» **Instruction 1**: From the transcript, set down the passage word for word. Begin at the words "It came down" and stop after "in that respect?".
>> Begin Document text
For Glasgow district court?
As an example.
Glasgow district court is not currently part of the SCS estate—it is within the local authority's responsibility and it will be for the local authority to determine the appropriate expenditure. I do not really want to begin to speculate about what the position might be if we arrive at a situation—
I see. I misunderstood you. I thought that you were already making preliminary inquiries about the effect of the McInnes review.
I am sorry—I will retrace my steps. As part of scoping potential implications of the review of summary justice, and as a development of an earlier exercise that was commissioned two or three years ago, I think, we received not detailed reports on the district court estate, but certainly what might be called pretty routine survey reports. It became quite evident from that that a number of courts in the district court estate might need some remedial action.
How much money are you investing annually in your estate?
There are two types of investment. One might be called capital or building investment; the other might be deemed expenditure on maintenance, development or improvement of the estate. It is estimated that the building spend in 2005-06 will be around £7 million, the bulk of which will relate to an on-going commitment to the supreme court project. As we have said, support to the estate is around £32.5 million. Part of what might be called expenditure on the estate relates to a phenomenon that is known as capital charging, which might best be described as a necessary book entry to reflect on the opportunity cost that is attached to the value of the estate and the depreciation of the estate. That does not involve a charge that is paid to the Treasury as a return or a cost; it is a charge on the budget or on the real budget within which we have to operate. I think that the actual percentage charge was 6 per cent.
It came down last year.
The cost of capital is 3.5 per cent, on top of which depreciation has to be added. For all our buildings, we are talking about capital charges of £20 million.
Given that the estate is one of the areas that you believe requires further investment, what sort of figure are you thinking of in that respect?
I do not have a precise figure on the estate at the moment. That would be contingent on the completion of the strategic review of the estate that I mentioned. The actual expenditure that is necessary to maintain and develop the estate sustainably is described in the budget for 2005-06.
Does the Court Service have any specific targets for dealing with persistent offenders? Clearly, that is one of the Executive's priorities.
In so far as the Court Service's targets relate to the throughput of criminal business, they concern the speed of disposal, the time within which trials can take place and the need to minimise adjournments. Generally, that characterises the Court Service performance regime.
Who decides what the priorities are?
I am sorry—
You said that somebody makes a decision about priorities. Who makes that decision? Do you do it or does the Procurator Fiscal Service?
>> End Document text
» **Instruction 2**: Collect every line in the records that has the string "snow" in it, counting only matches with the same upper and lower case.
>> Begin Source data
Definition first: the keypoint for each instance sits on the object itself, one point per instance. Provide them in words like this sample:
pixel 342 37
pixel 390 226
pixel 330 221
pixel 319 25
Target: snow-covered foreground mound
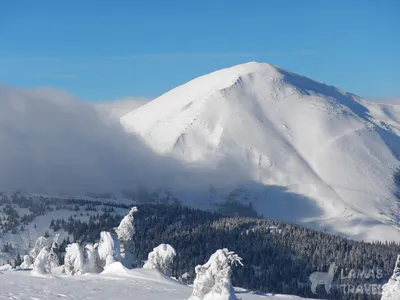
pixel 114 283
pixel 320 156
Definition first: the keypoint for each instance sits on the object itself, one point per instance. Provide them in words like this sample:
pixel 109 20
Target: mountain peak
pixel 278 128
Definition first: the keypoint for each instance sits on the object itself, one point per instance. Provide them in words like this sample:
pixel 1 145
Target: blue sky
pixel 103 50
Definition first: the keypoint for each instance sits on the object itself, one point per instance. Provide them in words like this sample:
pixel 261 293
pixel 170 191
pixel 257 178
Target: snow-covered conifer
pixel 92 263
pixel 54 252
pixel 40 243
pixel 27 263
pixel 42 263
pixel 213 279
pixel 109 248
pixel 125 232
pixel 161 258
pixel 73 261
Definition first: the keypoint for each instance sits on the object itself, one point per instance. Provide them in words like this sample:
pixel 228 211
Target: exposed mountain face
pixel 311 153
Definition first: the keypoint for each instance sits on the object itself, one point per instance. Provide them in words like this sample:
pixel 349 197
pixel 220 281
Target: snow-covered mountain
pixel 115 283
pixel 312 153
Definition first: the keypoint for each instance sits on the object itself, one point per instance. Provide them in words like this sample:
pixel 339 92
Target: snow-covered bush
pixel 73 261
pixel 109 248
pixel 40 243
pixel 161 258
pixel 42 263
pixel 213 279
pixel 27 263
pixel 92 263
pixel 391 290
pixel 125 232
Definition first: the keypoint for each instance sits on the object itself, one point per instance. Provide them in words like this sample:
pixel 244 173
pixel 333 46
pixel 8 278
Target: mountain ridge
pixel 284 129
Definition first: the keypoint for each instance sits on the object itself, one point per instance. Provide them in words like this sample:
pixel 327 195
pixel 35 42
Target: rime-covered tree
pixel 391 290
pixel 27 262
pixel 54 251
pixel 42 263
pixel 109 248
pixel 40 243
pixel 92 263
pixel 125 232
pixel 213 279
pixel 161 258
pixel 73 261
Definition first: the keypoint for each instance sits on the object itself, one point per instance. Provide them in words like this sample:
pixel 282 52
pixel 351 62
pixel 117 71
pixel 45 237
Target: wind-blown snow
pixel 280 129
pixel 53 143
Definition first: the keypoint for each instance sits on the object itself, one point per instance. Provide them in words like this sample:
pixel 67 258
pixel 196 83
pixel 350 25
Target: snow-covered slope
pixel 325 157
pixel 138 284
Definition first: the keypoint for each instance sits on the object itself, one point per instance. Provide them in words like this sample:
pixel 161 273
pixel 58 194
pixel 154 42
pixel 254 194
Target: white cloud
pixel 51 142
pixel 120 107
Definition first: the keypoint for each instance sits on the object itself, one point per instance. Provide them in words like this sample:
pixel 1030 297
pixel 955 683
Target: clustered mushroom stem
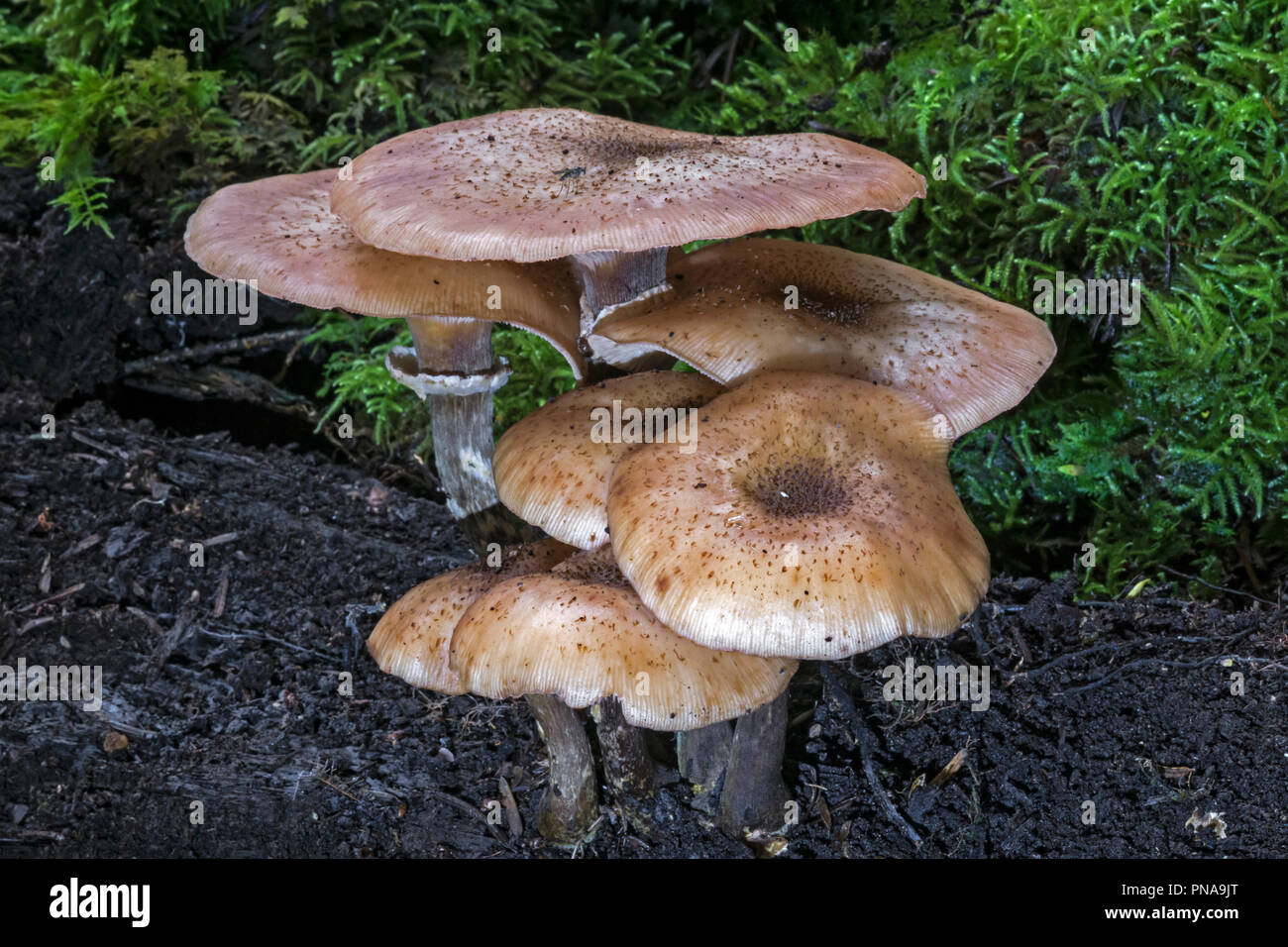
pixel 610 277
pixel 462 427
pixel 755 795
pixel 570 806
pixel 703 757
pixel 629 770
>> End Source data
» **Expected answer 1**:
It came down last year.
The cost of capital is 3.5 per cent, on top of which depreciation has to be added. For all our buildings, we are talking about capital charges of £20 million.
Given that the estate is one of the areas that you believe requires further investment, what sort of figure are you thinking of in that respect?

» **Expected answer 2**:
Target: snow-covered foreground mound
Target: snow-covered conifer
Target: snow-covered mountain
Target: snow-covered bush
Target: wind-blown snow
Target: snow-covered slope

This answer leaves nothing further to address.